* [DOCUMENT SECTION]
— start —

The Department for Environment, Food & Rural Affairs (Defra) will invest up to £8 million in innovation projects.

This funding is part of Defra’s Farming Innovation Programme which is delivered in partnership with UKRI’s Transforming Food Production Challenge.

The aim of this competition is to:

  • fund industrial research and experimental development projects that will address major on-farm or immediate post farmgate challenges or opportunities
  • drive the development and demonstration of commercially relevant solutions with the potential to substantially improve overall productivity, profitability, and environmental sustainability
  • support the development of scalable solutions that can be taken up widely, be integrated into existing production systems, and have widespread impact
  • accelerate research development of new solutions by actively engaging collaboration between the agri-food sector and wider UK research community in the innovation process

Your proposal must be able to demonstrate how the project will benefit farmers, growers or foresters in England.

— end —

* [TASKS TO PERFORM]
a. Answer these questions about the Defra innovation funding text:
(i) Up to how much will Defra invest in innovation projects?
(ii) With which UKRI challenge is the Farming Innovation Programme delivered in partnership?
(iii) Whom must a proposal show the project will benefit?
b. Write the next part of the Defra innovation funding text, starting after its final sentence.

* [PROVIDED DATA]
— start —

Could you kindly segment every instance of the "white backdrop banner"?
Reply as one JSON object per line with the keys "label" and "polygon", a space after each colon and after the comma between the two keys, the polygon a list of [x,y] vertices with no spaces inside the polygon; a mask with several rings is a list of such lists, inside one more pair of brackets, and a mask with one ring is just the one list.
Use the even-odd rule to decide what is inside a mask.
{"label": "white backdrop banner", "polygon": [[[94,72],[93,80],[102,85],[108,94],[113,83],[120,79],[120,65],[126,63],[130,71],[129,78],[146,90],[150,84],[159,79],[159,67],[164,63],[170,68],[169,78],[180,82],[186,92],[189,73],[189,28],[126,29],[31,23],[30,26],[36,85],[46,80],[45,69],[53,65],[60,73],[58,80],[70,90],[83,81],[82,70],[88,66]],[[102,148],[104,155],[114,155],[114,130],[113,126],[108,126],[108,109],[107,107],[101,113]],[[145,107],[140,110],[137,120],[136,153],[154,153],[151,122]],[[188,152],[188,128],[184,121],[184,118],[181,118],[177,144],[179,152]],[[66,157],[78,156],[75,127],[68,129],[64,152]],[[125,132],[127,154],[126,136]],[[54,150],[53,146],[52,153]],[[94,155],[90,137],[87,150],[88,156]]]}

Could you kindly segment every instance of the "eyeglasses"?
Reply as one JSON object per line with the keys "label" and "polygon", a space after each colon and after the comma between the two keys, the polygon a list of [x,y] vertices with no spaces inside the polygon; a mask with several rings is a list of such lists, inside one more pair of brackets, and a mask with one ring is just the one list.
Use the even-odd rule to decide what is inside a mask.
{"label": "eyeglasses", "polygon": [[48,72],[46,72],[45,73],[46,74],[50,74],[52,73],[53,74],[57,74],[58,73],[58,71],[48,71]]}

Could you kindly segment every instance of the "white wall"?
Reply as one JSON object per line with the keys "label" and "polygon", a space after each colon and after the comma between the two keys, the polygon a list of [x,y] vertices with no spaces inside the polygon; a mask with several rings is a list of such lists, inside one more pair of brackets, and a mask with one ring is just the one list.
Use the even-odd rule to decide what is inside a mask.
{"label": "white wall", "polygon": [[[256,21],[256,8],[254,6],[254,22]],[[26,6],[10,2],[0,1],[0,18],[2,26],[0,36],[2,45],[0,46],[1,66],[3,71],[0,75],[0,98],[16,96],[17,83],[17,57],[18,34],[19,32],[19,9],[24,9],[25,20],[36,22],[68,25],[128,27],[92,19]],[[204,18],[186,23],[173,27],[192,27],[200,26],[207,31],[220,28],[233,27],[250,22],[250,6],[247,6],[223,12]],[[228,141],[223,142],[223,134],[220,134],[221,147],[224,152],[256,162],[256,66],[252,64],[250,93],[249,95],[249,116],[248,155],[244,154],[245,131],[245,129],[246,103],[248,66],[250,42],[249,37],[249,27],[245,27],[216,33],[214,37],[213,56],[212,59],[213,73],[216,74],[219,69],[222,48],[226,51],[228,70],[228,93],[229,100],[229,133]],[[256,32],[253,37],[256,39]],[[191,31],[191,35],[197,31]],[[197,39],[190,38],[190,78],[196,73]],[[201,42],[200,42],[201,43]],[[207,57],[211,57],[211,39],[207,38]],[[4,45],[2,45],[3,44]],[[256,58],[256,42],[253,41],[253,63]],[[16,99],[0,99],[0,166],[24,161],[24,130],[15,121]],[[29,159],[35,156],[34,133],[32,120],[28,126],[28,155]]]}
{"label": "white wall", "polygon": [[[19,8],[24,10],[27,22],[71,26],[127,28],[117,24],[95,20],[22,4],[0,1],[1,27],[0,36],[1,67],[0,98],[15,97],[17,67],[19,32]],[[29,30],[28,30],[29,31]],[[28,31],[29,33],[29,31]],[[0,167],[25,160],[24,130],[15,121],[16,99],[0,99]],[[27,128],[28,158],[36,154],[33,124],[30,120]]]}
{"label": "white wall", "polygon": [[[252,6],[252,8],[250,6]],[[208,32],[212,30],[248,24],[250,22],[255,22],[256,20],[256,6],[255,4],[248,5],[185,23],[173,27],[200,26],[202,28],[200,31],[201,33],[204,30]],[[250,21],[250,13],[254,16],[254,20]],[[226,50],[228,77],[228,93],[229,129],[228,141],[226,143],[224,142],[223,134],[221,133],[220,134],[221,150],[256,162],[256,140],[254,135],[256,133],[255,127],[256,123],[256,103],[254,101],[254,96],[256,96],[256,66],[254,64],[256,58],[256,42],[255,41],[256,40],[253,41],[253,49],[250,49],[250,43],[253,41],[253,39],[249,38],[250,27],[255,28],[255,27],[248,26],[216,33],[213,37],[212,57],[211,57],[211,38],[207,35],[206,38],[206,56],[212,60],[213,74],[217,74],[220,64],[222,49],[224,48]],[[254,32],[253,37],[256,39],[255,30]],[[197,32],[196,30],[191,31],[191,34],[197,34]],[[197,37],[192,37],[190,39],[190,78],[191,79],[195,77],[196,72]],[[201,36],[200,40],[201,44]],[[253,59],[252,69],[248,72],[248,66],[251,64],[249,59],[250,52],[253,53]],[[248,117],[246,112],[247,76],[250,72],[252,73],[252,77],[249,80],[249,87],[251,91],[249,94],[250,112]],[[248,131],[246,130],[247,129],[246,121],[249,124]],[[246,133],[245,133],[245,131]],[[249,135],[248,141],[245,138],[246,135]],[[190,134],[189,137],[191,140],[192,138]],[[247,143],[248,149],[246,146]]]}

— end —

* [THE REPLIES]
a.
(i) Up to £8 million.
(ii) UKRI's Transforming Food Production Challenge.
(iii) Farmers, growers or foresters in England.

b.
It is your responsibility to ensure you submit your application to the correct competition for your project. You will not be able to transfer your application and it will not be sent for assessment if it is out of scope.

In applying to this competition, you are entering into a competitive process. This competition closes at 11am UK time on the deadline stated.

Eligibility

If your application is successful, any awards given to primary agricultural producers are subject to the green box exemption under the WTO Agreement on Agriculture.

Please see further guidance on green box subsidies WTO Guidance for support in Agriculture. Applicants receiving this type of support must ensure that there is minimal to no distortion of trade and comply with the requirements of Annex 2 of the Agriculture Agreement.

Your project

Your project must:

  • have total costs between £3 million and £5 million
  • start by 1 November 2023
  • end by 30 November 2027
  • last up to 48 months
  • carry out all of its project work in the UK
  • intend to exploit the results from or in England

You must only include eligible project costs in your application.

Under current restrictions, this competition will not fund any procurement, commercial, business development or supply chain activity with any Russian and Belarusian entity as lead, partner or subcontractor. This includes any goods or services originating from a Russian and Belarusian source.

Lead organisation

To lead a project your organisation must:

  • be a UK registered business of any size
  • collaborate with other UK registered organisations
  • be or involve at least one grant claiming micro, small or medium-sized enterprise (SME)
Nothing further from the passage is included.